Instrução a →
Identifique todas as linhas das entradas em que aparece a palavra "shoreline" e copie cada uma delas.

Bloco de texto →
========

Com formação específica efectuada na Contrastaria para os processos de análise dos metais preciosos, Carla, que tinha sonhado ser veterinária ("A média não chegou, assim arranjei dois gatos e um cão") passou pela EPAL e pela investigação no Instituto Superior Técnico antes de vir para a Casa da Moeda, onde um dia, acabada de se tornar proprietária de um apartamento no Barreiro, pegou num relógio de pulso que estava marcado ao mesmo preço, oitenta mil euros. "Pensei: 'Tenho aqui a minha casa na mão'". Ri. "Passam coisas caríssimas aqui, naturalmente. E lindas. Lembro-me por exemplo de uma tiara, que acho que era para a filha do Champalimaud... Acho que o nosso trabalho deveria ser mais promovido, porque estamos basicamente a defender o consumidor, a fazer controlo de qualidade. Repare, um dia peguei numa caixa de cruzes de ouro branco para analisar e havia lá no meio, à mistura, cruzes de aço. Notei pela cor. Mas há coisas dessas que podem passar despercebidas, porque não podemos analisar cada peça, fazemos uma amostragem, por exemplo numa caixa de 200 anéis analisamos 30. Temos de estar atentos, porque o nosso trabalho é sempre na perspectiva da honestidade para com o consumidor."

========

Entradas fornecidas →

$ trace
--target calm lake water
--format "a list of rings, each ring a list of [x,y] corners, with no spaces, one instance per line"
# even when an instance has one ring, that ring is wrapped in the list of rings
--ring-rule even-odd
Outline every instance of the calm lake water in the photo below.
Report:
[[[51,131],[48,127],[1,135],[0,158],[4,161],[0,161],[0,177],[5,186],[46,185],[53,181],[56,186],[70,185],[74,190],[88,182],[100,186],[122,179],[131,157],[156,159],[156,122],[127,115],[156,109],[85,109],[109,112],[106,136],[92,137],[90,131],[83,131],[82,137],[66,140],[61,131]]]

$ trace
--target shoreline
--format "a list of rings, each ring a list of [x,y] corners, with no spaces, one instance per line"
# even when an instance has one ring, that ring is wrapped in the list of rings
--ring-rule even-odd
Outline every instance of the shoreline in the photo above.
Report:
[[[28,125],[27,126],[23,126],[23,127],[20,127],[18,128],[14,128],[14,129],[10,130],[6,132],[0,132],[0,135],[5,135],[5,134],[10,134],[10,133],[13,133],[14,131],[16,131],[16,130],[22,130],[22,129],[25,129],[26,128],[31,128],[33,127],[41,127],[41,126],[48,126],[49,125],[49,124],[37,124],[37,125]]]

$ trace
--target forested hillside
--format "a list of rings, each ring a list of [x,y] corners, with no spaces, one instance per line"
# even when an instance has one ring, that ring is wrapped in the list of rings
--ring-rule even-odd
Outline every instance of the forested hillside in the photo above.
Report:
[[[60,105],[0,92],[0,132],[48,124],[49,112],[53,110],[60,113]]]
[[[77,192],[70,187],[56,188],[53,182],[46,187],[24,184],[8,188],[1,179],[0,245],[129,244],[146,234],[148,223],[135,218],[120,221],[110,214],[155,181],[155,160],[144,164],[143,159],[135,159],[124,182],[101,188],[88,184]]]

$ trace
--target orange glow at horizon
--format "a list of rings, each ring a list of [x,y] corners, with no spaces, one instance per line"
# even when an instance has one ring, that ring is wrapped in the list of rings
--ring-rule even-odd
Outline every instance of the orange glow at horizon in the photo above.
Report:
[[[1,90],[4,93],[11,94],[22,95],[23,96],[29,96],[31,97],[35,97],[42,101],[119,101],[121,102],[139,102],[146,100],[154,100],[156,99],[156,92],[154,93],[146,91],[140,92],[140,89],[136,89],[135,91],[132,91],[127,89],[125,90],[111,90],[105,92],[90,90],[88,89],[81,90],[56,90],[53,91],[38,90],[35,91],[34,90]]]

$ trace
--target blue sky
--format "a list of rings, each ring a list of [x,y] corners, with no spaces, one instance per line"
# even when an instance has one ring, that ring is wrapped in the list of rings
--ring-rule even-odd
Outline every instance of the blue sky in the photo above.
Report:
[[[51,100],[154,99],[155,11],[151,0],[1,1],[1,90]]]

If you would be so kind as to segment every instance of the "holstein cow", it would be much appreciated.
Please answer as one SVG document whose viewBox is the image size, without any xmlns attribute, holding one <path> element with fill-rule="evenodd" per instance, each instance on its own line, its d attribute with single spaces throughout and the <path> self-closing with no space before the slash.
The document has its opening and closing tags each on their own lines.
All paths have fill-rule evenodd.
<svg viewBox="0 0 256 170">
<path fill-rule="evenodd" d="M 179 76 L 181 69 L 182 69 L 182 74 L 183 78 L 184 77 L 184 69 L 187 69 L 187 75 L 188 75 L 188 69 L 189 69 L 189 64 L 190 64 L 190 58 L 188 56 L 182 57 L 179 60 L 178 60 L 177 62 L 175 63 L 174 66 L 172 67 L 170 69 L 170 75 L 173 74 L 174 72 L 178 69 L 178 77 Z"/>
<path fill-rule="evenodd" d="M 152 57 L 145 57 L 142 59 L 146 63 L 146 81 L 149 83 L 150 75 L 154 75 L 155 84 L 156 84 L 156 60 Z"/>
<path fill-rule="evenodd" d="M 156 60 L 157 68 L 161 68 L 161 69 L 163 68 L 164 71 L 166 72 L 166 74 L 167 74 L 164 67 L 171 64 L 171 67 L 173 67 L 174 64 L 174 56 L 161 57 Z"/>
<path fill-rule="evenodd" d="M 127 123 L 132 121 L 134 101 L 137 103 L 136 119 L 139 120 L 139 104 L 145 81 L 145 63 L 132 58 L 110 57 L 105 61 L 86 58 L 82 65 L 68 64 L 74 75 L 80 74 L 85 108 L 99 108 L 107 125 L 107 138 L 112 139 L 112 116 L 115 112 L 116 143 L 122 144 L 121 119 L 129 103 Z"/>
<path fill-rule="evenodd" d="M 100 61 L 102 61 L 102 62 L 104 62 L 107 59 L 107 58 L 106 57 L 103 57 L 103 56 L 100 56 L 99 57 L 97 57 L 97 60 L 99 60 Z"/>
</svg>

========

Instrução b →
Segundo o bloco de texto, por que motivo há peças que podem passar despercebidas na análise? Responda em uma a três frases.

Resolução escrita a →
--target shoreline
Outline every instance of the shoreline in the photo above.

Resolução escrita b →
Não é possível analisar cada peça, por isso faz-se uma amostragem. Por exemplo, numa caixa de 200 anéis analisam-se 30.